[Begin GIVEN DATA]

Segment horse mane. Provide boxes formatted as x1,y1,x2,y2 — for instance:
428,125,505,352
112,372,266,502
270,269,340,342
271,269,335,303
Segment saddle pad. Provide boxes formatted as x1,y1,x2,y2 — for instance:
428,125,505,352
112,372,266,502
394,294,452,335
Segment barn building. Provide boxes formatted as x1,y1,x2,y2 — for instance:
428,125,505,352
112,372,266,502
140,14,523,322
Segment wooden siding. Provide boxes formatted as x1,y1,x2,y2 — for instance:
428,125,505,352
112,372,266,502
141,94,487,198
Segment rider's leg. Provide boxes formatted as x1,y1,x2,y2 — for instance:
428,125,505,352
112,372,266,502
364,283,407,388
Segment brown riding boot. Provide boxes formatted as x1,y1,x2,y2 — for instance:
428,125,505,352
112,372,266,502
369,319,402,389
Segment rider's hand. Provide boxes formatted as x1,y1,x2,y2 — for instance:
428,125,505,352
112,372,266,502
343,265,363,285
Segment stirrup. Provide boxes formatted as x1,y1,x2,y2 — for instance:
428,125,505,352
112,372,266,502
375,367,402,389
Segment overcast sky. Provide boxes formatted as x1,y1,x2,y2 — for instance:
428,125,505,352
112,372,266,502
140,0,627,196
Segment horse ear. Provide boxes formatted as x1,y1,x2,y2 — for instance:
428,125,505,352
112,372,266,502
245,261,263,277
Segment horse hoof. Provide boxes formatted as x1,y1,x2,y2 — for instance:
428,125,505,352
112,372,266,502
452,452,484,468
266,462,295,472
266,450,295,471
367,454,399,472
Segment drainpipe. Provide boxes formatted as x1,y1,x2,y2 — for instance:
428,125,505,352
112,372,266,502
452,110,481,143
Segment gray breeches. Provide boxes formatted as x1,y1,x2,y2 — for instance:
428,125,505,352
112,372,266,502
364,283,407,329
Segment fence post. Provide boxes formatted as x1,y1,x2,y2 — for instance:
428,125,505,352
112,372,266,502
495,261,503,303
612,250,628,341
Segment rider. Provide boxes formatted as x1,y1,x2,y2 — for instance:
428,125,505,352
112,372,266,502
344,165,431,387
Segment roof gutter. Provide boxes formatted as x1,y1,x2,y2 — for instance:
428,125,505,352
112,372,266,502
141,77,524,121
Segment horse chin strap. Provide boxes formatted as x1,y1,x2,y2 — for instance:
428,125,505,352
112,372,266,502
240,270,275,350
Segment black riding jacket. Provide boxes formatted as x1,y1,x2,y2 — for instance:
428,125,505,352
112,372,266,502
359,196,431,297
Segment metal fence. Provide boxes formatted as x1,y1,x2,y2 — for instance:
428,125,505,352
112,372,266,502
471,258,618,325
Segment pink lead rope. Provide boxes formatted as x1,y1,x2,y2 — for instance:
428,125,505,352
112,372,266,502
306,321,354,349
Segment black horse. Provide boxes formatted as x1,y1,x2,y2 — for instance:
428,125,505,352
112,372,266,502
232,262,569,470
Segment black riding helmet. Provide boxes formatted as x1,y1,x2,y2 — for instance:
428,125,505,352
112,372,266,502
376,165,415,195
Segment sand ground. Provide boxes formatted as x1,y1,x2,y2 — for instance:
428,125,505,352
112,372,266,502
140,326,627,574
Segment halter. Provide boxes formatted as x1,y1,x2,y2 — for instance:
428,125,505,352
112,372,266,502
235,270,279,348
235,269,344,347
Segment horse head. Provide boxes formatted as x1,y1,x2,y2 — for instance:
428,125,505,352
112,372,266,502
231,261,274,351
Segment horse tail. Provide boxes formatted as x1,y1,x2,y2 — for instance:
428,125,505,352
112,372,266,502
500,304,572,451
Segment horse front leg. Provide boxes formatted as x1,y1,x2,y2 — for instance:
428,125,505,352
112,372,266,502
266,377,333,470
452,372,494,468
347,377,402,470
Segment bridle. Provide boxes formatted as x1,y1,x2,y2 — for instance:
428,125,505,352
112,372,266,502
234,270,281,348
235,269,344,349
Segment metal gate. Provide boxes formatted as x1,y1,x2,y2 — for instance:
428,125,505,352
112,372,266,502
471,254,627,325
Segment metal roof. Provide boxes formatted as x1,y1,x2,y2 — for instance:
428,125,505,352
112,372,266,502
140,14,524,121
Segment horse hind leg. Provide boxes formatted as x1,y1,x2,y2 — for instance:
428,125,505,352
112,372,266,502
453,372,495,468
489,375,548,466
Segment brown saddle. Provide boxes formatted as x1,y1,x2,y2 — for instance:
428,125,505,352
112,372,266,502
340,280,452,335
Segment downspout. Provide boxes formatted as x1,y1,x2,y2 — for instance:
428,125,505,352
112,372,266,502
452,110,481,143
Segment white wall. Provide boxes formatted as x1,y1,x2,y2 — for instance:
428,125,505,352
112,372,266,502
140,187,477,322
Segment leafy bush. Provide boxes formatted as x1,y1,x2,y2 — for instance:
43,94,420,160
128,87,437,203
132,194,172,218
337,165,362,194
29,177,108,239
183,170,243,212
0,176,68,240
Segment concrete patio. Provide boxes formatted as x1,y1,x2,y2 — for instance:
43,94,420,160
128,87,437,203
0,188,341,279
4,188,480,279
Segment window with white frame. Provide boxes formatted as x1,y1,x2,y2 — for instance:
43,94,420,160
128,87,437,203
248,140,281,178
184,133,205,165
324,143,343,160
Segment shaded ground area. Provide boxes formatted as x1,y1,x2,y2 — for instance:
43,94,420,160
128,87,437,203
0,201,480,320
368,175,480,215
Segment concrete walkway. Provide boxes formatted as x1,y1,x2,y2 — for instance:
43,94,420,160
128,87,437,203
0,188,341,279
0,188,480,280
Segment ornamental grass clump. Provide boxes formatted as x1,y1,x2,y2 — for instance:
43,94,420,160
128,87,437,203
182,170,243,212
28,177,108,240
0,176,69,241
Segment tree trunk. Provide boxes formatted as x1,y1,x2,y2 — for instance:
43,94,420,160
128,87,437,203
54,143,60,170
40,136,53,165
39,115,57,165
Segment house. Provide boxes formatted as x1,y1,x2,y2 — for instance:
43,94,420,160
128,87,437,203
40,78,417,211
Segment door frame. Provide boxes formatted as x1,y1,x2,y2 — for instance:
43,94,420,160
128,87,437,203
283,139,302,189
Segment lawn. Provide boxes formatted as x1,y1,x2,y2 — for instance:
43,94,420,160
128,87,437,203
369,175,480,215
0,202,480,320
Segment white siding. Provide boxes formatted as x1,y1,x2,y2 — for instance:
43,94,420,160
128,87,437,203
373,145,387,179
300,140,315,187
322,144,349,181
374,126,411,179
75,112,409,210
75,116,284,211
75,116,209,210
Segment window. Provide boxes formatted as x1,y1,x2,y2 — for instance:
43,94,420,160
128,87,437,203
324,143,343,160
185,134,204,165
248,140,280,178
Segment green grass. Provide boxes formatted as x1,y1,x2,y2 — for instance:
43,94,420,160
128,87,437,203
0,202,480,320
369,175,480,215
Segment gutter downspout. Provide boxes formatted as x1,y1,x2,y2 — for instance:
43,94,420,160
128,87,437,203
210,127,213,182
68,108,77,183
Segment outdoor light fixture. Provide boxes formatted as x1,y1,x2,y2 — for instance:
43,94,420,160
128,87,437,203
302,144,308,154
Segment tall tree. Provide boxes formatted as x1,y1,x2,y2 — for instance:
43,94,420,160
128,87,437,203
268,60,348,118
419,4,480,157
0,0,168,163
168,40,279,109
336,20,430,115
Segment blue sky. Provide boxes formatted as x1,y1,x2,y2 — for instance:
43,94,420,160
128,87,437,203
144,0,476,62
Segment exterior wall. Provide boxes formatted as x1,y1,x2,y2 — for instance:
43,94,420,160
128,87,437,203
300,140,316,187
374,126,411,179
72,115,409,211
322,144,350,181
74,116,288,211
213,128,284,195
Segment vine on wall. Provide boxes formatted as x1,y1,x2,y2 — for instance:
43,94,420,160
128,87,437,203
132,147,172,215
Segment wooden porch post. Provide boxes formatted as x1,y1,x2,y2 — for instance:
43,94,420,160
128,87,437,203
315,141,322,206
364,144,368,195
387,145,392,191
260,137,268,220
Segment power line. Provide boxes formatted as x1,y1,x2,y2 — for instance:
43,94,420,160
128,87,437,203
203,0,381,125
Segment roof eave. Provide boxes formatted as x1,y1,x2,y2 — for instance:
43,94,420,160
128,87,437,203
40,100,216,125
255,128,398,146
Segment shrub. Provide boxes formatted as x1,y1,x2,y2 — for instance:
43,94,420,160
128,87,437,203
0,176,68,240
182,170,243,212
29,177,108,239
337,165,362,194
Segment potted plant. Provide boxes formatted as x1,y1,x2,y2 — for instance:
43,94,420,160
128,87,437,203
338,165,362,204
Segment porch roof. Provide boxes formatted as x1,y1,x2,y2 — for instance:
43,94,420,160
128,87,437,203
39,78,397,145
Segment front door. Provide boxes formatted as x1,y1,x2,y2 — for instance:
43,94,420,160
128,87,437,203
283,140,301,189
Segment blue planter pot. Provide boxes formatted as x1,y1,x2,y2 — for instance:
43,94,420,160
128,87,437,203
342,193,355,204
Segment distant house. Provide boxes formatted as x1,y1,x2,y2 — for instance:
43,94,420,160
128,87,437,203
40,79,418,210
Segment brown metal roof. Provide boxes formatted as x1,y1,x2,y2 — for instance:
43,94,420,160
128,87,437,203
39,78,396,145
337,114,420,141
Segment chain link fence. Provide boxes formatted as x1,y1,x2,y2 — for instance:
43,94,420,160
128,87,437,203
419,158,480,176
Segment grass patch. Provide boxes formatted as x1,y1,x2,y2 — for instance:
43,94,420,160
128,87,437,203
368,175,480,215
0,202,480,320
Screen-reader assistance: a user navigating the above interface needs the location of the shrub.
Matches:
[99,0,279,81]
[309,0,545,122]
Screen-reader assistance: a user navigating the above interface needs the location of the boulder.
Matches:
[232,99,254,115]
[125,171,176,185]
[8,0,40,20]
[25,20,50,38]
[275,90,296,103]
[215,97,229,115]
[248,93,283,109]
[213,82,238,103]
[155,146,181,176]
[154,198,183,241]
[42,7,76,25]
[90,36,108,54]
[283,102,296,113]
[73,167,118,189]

[End GIVEN DATA]

> EXERCISE GOAL
Rewrite the data from its first line through the line containing "140,14,523,322", inclusive, swapping "Provide" for "Supply" and leaving everything else as it is.

> OUTPUT OF THE TASK
Segment horse mane. Supply boxes formatted as x1,y1,x2,y2 — for instance:
428,125,505,352
112,372,266,502
270,269,340,342
271,269,335,303
Segment saddle pad. Supply boxes formatted as x1,y1,x2,y2 — for instance:
428,125,505,352
112,372,266,502
394,294,452,335
Segment barn building. Supply boxes formatted as x1,y1,x2,y2 — for instance:
428,125,505,352
112,372,266,502
140,14,523,322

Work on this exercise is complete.